> [WHAT YOU NEED TO DO]
Write out, word for word, the lines of the items below, starting at the line that contains "Locate the residential" and ending at the line that contains "[247,246,399,281]". Include both of those lines.

> [MATERIAL PROVIDED]
——
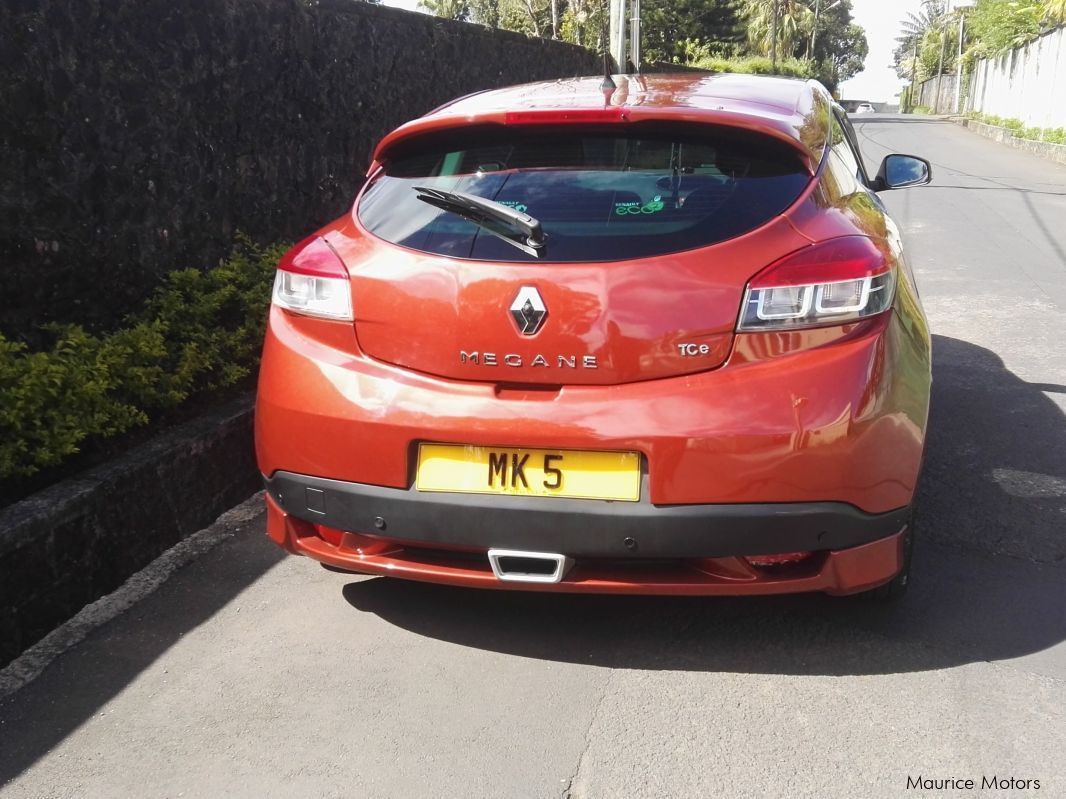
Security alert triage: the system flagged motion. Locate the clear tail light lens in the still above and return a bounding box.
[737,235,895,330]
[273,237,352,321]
——
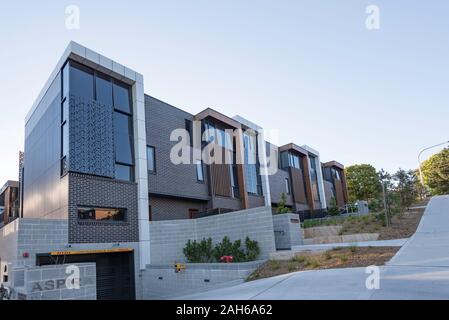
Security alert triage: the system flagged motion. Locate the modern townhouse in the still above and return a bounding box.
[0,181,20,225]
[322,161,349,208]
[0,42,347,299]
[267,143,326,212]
——
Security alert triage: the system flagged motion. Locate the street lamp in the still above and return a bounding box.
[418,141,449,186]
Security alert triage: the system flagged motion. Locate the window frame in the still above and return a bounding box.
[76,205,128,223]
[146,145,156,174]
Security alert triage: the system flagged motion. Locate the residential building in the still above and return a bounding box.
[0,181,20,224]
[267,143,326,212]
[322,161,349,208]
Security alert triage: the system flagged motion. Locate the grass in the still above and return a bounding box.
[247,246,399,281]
——
> [THE REPLY]
Security alert triage: the system flagged motion. Locate the residential building in the still above and return a bounding box.
[0,181,20,224]
[267,143,326,212]
[322,161,349,208]
Security alert triage: the system flagged motion. Locate the grass in the still above and return a bounding box.
[247,246,399,281]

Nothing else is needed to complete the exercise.